### Pointing records:
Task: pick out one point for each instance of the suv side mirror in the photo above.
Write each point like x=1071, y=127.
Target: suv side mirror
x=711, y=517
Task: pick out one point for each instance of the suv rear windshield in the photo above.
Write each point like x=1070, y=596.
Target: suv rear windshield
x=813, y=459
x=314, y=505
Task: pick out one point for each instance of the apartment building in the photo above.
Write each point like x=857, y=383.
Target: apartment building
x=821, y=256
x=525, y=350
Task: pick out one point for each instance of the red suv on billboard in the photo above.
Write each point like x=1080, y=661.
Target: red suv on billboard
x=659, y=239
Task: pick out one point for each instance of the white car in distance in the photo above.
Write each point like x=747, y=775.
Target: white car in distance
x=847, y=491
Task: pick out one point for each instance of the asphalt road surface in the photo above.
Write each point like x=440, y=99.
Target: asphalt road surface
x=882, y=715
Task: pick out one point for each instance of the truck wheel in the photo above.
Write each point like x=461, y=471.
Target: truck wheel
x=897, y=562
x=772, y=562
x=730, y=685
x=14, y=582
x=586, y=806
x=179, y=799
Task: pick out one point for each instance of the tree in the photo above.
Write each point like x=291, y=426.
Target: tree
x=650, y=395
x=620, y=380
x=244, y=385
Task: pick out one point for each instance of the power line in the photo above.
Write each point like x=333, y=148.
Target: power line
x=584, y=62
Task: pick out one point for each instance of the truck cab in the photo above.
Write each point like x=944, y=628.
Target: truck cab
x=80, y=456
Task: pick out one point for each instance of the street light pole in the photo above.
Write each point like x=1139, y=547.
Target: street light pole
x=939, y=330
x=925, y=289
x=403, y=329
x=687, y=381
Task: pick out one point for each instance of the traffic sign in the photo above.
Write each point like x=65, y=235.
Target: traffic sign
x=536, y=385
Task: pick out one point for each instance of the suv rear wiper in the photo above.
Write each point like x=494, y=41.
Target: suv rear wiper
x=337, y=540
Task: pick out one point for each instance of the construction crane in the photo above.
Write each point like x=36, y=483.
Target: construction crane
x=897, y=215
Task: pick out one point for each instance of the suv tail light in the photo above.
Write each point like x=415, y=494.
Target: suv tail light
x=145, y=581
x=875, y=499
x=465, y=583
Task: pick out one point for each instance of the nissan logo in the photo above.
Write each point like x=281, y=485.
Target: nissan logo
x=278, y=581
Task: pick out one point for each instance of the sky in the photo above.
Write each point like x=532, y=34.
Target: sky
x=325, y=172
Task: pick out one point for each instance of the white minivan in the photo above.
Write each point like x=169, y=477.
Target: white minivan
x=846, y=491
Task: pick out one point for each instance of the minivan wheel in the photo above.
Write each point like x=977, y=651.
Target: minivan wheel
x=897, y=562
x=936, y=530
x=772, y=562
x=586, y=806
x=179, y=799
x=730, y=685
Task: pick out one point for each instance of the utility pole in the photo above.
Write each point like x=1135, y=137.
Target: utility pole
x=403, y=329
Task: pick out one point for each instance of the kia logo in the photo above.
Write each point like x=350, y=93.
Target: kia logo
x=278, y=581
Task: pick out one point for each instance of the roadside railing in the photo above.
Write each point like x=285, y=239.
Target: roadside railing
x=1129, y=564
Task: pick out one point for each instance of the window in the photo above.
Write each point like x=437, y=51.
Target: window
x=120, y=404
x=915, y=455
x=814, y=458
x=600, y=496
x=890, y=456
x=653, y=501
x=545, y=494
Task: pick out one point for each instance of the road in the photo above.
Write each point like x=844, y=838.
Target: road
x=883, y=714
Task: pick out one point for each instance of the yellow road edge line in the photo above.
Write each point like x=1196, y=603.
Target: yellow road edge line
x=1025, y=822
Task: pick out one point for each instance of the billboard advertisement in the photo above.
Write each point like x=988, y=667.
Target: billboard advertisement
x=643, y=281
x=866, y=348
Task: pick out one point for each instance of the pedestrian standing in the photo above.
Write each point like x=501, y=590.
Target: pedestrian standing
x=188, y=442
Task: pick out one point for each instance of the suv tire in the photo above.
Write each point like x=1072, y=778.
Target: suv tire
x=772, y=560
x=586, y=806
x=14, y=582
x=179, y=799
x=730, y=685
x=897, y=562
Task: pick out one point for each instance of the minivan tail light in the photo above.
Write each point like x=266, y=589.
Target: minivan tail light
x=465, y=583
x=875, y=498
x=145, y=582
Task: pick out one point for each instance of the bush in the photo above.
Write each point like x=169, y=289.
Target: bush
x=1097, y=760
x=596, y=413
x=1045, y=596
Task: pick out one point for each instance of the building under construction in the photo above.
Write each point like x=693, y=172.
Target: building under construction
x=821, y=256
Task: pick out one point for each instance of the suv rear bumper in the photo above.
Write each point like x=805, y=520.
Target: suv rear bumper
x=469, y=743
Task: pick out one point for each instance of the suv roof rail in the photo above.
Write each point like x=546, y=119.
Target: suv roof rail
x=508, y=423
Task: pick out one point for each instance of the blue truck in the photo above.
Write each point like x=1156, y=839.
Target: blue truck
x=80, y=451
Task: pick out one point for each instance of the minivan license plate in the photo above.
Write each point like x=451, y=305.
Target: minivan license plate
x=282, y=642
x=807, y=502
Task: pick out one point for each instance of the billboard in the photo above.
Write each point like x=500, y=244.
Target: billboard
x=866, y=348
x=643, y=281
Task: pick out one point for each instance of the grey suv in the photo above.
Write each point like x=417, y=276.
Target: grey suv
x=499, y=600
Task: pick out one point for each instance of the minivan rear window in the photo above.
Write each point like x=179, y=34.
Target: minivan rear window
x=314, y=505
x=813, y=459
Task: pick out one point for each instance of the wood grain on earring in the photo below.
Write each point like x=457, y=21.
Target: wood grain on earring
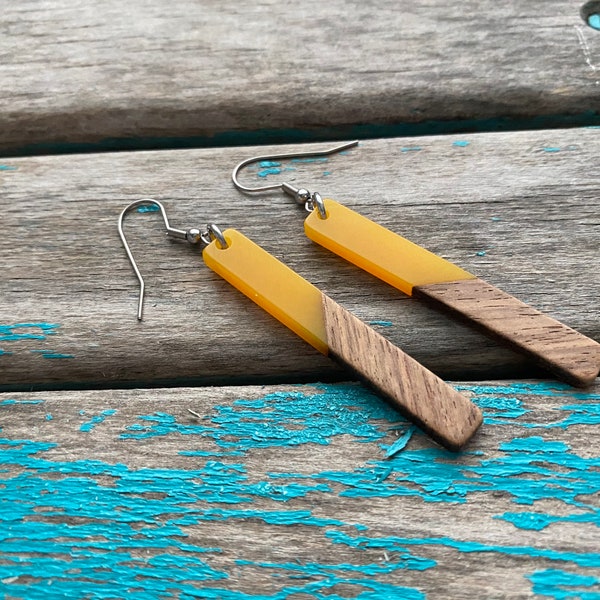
x=562, y=350
x=445, y=414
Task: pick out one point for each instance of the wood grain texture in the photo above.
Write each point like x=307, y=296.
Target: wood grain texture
x=448, y=416
x=518, y=210
x=80, y=71
x=564, y=351
x=286, y=491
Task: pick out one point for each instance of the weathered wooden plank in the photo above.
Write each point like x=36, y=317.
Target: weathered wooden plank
x=277, y=492
x=78, y=72
x=518, y=210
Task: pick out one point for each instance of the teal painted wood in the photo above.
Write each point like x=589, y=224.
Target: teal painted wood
x=288, y=492
x=518, y=210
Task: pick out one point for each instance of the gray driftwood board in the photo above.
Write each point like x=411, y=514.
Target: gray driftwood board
x=81, y=72
x=286, y=493
x=517, y=209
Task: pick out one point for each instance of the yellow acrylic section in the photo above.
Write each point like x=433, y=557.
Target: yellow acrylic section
x=271, y=284
x=379, y=251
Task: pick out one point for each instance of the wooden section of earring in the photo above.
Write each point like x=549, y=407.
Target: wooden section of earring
x=416, y=271
x=424, y=398
x=562, y=350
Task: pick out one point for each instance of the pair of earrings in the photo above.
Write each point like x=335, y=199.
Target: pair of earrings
x=445, y=414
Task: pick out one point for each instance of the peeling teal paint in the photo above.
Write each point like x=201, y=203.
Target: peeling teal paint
x=96, y=420
x=108, y=529
x=14, y=332
x=562, y=585
x=400, y=443
x=594, y=21
x=12, y=401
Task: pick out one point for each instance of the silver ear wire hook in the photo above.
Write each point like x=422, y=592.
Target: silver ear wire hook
x=286, y=187
x=192, y=236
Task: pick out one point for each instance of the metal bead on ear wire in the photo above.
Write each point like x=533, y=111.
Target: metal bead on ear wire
x=417, y=272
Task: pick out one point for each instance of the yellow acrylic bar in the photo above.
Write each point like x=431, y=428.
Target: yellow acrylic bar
x=271, y=284
x=379, y=251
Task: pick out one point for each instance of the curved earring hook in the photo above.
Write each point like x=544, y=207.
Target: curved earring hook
x=192, y=235
x=284, y=186
x=177, y=232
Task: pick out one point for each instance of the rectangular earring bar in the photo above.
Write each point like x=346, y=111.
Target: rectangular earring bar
x=441, y=411
x=420, y=273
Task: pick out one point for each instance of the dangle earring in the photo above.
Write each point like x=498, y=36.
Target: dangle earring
x=441, y=411
x=417, y=272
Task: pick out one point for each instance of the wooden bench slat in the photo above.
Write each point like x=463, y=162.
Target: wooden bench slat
x=77, y=74
x=282, y=489
x=518, y=210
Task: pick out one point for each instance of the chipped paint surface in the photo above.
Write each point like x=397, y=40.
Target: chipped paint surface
x=96, y=529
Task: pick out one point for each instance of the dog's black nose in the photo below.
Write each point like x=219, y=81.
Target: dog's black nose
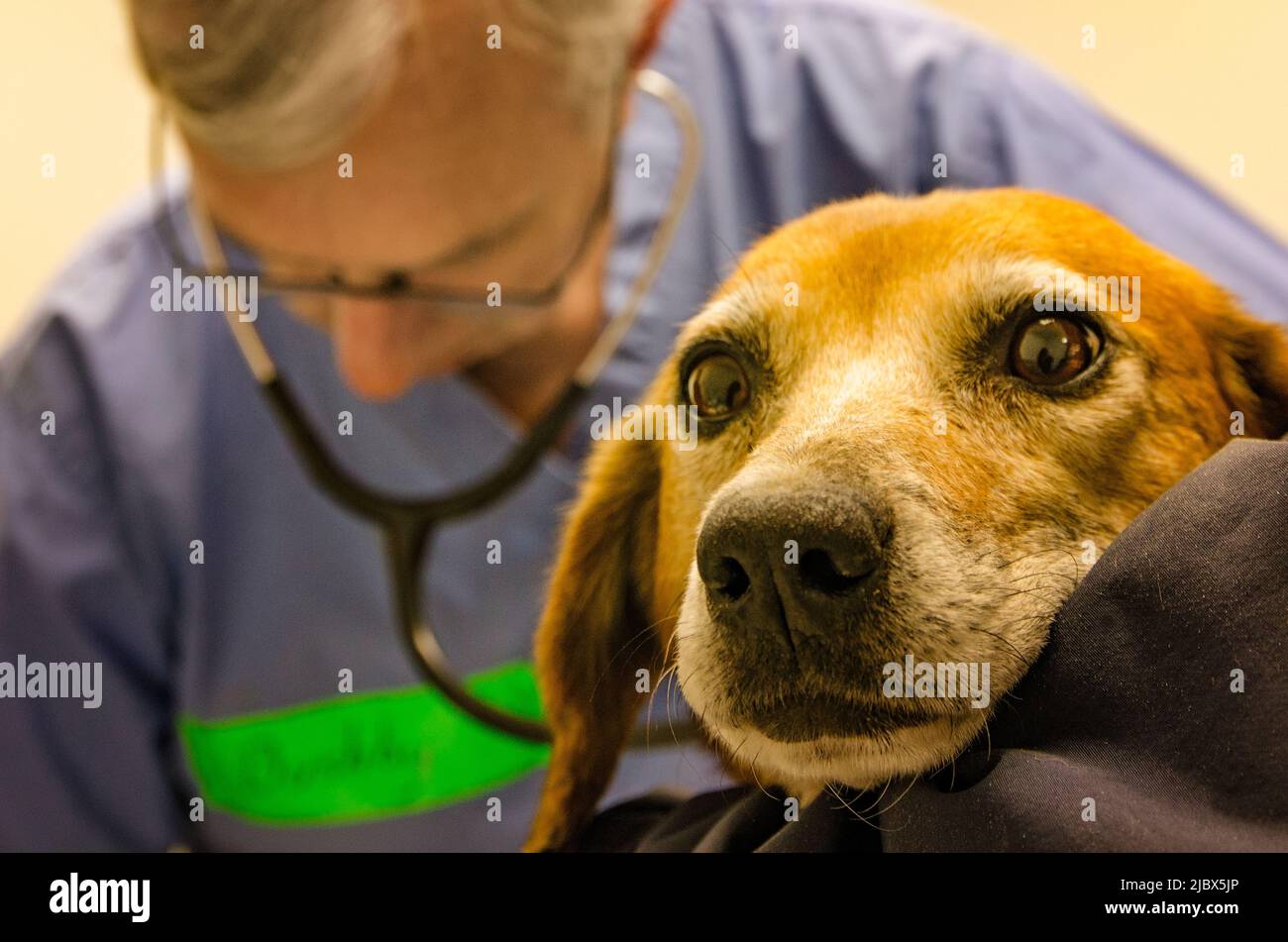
x=799, y=563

### Given request:
Copy exactly, please, the lines that run from the line holding "slat in the photo above." through the closing line of the material above, omitting every picture.

### Complete output:
Task: pick out one point for each instance of the wooden bench slat in the photo above.
Write each point like x=463, y=162.
Target: wooden bench slat
x=77, y=74
x=282, y=489
x=518, y=210
Task: pick out one point for each instance of the chipped paint surface in the photo above.
Write each point like x=397, y=40.
Target: chipped paint surface
x=96, y=529
Task: pick out one point for each instance of the dog's black nose in the photo below.
Write each point like x=219, y=81.
Target: dog's black nose
x=799, y=563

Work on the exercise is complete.